Monday, May 28, 2012

Stand & Deliver

I did not know what I'd do once I get there, but at least I knew how to get there. It'd take an hour and 2 train transfers to Shinjuku, and after that, I didn't have much else to go with aside from some flyers--mostly in Japanese. From what little I managed to translate, it had something to do with volunteer work, condoms, and men in green overalls; and I'll be doing that, giving those, and wearing those, too (in that order), a foreigner gone solo in a foreign land.

It started with a misinterpreted invitation while I was looking for an art exhibit, and I consented. I did say I would do brave things once I got to Japan, and diving head-first into civic work in a distant land sounded like perfect auto-bio fodder.

But I was nervous, despite my resolve.

* _Data excerpt_:
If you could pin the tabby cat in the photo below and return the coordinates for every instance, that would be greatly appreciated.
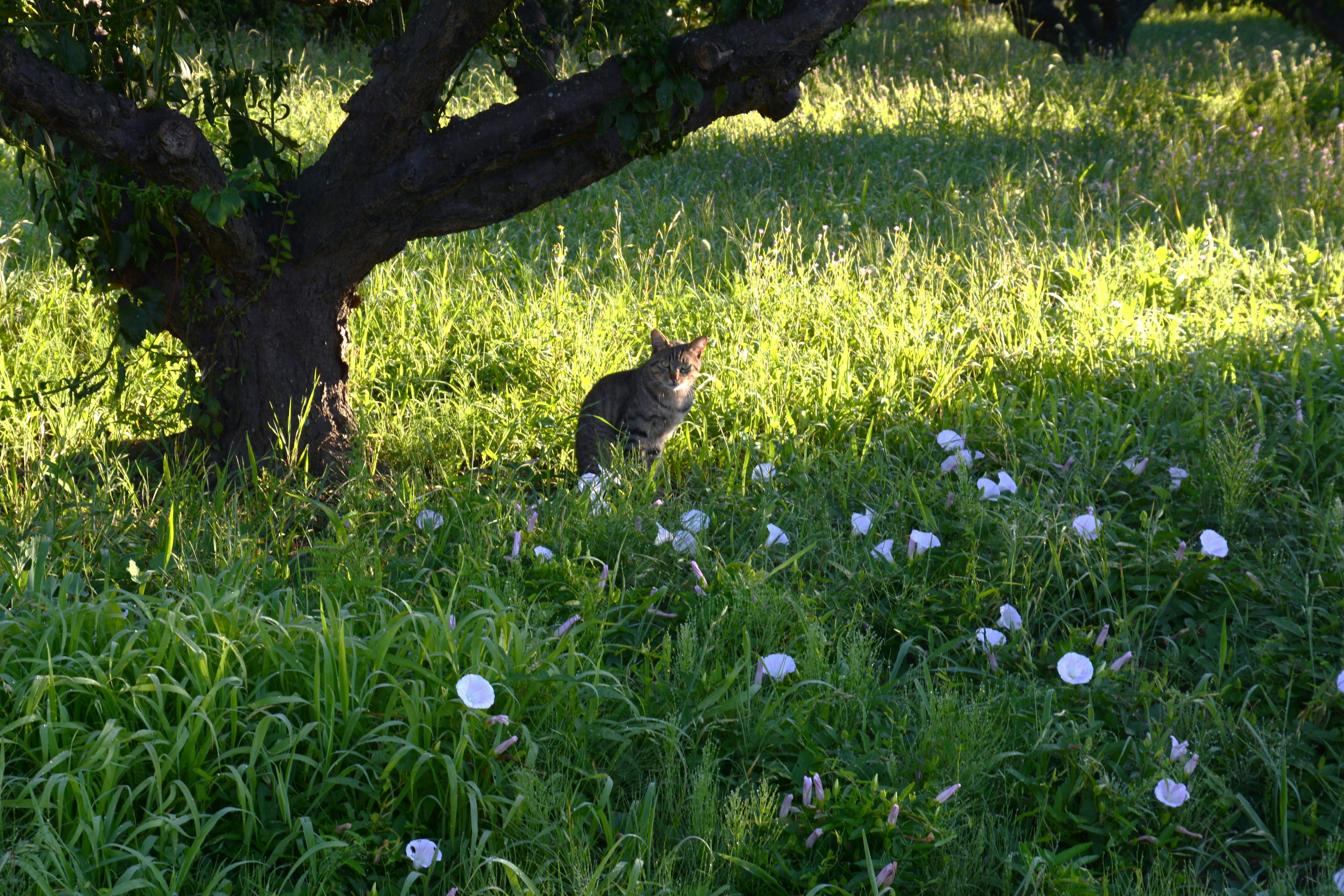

* _Exercise_:
Write the next part of the blog post about volunteering in Shinjuku, beginning right after its final sentence.

* _Answer to this task_:
My hands shook a little, while filling up the registration form. Odoriko-kun was briefing me on what it meant to be a "Delivery Boy", at a small table off to the side of a well-lit room filled with colorful books, pamphlets, posters. People would walk in and be warmly greeted by everyone, and they'd sit down together and browse and chat, like old friends meeting in that tree house they built when they were kids.

Despite his best explanations of the prevalence of HIV, the weekly commitment, the large and equally diverse community in Shinjuku Ni-chome, most of the details were gibberish I could only nod my head and utter a vague "aaaah, sou desu ne" to. A moment of silence went by as I faltered with the form, and Odoriku-kun volunteered to write my address down for me. I've got some guts volunteering when I can't seem to help myself, I thought, but pushed on.

It was still about 8pm then, so we waited a bit for everyone else to arrive after suiting up in overalls of varying shades. I looked like the guys from Ghost-busters, but with a bag full of flyers instead of slime, and condoms for fancy equipment. When I looked up "delivery" in my Japanese dictionary, it apparently had connotations of prostitution. I started to wonder what we'd be doing here.

It was simple, really. And for being the Japanese that they are, wholly made in Japan with all that that entails, meant I had nothing to worry about.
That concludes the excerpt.